[Excerpts from a point labeling dataset]
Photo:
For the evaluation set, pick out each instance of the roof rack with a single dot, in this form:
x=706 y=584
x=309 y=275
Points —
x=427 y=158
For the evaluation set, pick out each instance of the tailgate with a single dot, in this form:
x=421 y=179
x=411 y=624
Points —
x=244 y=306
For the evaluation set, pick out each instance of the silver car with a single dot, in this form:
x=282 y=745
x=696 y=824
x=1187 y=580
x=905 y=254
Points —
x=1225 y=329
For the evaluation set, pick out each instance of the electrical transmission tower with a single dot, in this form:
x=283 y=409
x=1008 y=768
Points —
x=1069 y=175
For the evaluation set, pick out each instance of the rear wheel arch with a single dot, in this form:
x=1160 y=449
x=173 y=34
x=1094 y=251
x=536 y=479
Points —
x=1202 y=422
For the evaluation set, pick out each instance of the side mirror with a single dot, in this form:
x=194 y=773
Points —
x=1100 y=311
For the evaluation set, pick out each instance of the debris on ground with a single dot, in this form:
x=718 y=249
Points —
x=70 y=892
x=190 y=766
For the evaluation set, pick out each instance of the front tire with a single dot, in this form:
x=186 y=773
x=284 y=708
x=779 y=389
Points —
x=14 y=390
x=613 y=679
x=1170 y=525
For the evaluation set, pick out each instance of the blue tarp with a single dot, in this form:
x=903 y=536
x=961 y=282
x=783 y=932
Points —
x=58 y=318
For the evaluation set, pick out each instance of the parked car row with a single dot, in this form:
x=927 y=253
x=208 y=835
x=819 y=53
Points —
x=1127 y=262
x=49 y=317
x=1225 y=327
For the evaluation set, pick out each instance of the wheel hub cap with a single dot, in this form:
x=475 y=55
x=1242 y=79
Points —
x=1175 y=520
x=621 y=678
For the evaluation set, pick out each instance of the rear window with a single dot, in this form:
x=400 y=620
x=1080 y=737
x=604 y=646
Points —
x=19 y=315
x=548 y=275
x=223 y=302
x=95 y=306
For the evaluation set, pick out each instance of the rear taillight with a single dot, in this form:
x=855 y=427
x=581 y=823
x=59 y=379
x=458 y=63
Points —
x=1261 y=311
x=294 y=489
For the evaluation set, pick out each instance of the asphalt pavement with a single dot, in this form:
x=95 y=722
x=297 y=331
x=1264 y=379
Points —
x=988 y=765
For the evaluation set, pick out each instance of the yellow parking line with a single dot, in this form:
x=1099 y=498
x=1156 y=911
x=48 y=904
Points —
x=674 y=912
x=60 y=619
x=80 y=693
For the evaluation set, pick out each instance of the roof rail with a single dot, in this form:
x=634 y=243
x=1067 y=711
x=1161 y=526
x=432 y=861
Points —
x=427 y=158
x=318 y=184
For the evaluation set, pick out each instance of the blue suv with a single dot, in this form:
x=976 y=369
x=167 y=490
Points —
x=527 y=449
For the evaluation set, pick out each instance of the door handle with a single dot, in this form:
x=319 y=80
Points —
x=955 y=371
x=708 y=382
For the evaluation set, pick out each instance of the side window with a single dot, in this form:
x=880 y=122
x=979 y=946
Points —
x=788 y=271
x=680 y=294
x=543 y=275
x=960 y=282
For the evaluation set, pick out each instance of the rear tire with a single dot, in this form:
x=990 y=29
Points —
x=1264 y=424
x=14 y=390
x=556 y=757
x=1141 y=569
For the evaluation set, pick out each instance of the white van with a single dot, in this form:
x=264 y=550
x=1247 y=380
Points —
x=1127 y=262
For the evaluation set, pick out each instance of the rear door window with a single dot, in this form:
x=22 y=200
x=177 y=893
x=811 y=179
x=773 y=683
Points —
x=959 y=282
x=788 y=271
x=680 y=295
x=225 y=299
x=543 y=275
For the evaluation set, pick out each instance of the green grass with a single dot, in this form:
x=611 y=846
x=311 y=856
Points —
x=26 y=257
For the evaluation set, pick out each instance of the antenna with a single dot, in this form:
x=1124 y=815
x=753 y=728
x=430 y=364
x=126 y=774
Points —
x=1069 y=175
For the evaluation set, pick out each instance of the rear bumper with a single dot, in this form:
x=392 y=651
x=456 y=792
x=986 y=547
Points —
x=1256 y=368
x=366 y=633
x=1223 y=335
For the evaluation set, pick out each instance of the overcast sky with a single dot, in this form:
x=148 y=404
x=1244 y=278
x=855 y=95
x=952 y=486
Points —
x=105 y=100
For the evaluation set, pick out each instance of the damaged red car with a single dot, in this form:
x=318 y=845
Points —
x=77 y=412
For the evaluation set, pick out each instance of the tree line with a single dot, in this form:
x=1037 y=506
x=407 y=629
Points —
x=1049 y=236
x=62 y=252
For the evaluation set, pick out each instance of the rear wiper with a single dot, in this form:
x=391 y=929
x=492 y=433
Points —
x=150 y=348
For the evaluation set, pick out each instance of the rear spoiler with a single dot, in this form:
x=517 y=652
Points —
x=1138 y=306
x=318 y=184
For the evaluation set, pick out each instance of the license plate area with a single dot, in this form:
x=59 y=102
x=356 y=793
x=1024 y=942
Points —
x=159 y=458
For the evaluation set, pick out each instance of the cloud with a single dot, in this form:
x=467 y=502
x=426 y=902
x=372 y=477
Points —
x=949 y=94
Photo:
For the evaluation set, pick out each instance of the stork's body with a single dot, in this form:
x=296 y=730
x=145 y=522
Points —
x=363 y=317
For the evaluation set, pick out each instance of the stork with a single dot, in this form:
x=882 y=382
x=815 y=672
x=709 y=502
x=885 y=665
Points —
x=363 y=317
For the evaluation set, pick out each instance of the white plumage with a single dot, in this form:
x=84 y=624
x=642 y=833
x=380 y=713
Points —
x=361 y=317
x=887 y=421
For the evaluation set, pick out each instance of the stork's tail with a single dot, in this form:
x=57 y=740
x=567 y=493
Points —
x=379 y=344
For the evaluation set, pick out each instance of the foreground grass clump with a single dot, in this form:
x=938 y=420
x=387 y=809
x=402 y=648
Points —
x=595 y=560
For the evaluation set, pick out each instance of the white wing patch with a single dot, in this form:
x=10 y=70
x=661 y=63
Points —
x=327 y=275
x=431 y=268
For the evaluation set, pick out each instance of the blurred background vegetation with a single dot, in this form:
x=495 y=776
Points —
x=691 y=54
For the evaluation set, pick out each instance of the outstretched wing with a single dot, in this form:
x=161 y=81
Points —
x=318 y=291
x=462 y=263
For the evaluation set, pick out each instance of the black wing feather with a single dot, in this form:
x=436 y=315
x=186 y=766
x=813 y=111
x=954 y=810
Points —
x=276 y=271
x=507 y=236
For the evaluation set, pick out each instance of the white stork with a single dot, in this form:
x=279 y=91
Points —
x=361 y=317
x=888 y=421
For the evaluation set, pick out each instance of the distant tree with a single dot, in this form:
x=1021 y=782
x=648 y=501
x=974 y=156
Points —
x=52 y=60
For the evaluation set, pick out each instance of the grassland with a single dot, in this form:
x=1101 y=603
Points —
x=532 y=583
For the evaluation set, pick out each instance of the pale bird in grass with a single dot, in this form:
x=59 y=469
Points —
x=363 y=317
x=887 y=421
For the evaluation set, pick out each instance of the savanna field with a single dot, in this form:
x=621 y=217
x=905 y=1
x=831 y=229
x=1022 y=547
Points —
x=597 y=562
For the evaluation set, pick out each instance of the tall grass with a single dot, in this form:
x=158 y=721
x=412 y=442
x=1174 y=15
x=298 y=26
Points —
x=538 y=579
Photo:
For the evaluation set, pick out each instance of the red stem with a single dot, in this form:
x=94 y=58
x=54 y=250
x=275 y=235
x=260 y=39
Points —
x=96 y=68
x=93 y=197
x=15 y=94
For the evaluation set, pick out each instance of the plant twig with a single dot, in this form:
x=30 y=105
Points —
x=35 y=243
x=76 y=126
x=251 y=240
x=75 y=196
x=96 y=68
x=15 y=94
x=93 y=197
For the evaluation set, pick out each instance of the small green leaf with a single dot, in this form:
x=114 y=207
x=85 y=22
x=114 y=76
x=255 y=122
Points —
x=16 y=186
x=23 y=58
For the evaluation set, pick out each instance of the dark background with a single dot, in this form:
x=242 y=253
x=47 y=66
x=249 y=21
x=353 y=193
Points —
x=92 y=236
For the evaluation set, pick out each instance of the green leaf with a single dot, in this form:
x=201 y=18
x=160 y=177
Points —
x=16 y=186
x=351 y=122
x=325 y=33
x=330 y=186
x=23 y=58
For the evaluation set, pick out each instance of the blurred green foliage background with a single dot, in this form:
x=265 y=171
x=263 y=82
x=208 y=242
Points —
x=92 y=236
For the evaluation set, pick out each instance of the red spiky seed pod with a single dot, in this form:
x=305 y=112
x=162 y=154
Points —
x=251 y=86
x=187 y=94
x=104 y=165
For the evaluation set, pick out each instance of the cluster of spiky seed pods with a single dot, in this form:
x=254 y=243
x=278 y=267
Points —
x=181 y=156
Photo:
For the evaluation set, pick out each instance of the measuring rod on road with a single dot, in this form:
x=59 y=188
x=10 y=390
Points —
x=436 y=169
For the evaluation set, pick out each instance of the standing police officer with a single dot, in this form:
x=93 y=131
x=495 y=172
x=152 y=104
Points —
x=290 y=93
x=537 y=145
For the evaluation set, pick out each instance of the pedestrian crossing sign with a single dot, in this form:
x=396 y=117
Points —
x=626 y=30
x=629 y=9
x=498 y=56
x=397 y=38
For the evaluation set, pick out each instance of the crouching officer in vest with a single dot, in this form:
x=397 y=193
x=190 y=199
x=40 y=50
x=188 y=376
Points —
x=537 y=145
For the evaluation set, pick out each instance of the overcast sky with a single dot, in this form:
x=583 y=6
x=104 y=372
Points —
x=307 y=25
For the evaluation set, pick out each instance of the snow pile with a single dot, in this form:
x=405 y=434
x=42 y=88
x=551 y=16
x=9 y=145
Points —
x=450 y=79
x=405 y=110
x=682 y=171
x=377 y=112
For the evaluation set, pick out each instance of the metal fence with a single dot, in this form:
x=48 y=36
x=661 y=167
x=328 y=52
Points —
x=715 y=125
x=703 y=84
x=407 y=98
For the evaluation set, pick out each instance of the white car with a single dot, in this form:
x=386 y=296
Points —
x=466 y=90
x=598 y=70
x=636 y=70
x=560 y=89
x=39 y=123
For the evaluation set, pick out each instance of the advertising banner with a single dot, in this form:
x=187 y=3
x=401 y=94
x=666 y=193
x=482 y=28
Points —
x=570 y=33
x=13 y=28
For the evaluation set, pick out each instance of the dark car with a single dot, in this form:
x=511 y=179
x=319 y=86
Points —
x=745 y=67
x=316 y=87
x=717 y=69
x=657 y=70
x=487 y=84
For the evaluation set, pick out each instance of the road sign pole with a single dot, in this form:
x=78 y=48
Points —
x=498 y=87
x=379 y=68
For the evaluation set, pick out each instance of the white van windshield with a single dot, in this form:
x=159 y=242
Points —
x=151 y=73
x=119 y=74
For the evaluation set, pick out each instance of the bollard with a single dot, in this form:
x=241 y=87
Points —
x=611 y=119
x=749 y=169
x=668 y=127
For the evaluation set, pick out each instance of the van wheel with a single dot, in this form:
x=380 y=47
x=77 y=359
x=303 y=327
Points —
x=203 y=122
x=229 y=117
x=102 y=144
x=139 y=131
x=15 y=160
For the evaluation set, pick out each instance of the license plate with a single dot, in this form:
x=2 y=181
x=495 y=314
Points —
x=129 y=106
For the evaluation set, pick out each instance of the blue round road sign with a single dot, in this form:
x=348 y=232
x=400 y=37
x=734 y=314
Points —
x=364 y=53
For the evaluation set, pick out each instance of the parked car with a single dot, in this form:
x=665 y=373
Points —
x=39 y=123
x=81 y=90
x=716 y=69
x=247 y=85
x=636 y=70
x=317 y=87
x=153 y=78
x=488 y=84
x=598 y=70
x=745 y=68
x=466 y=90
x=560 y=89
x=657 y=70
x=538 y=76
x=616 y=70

(PROBLEM TO WORK ON):
Reproduce the stretch of the material from its beginning through the line containing "x=1225 y=329", copying each line verbatim and including both ends.

(WRITTEN REPLY):
Photo:
For the evaluation set, pick out each instance of the roof rack with a single dot, in this form:
x=706 y=584
x=309 y=275
Points —
x=427 y=158
For the evaluation set, pick out each instance of the tailgate with a single dot, in this form:
x=421 y=179
x=411 y=624
Points —
x=244 y=306
For the evaluation set, pick out each instance of the silver car with a single dot, in this form:
x=282 y=745
x=696 y=824
x=1187 y=580
x=905 y=254
Points —
x=1225 y=329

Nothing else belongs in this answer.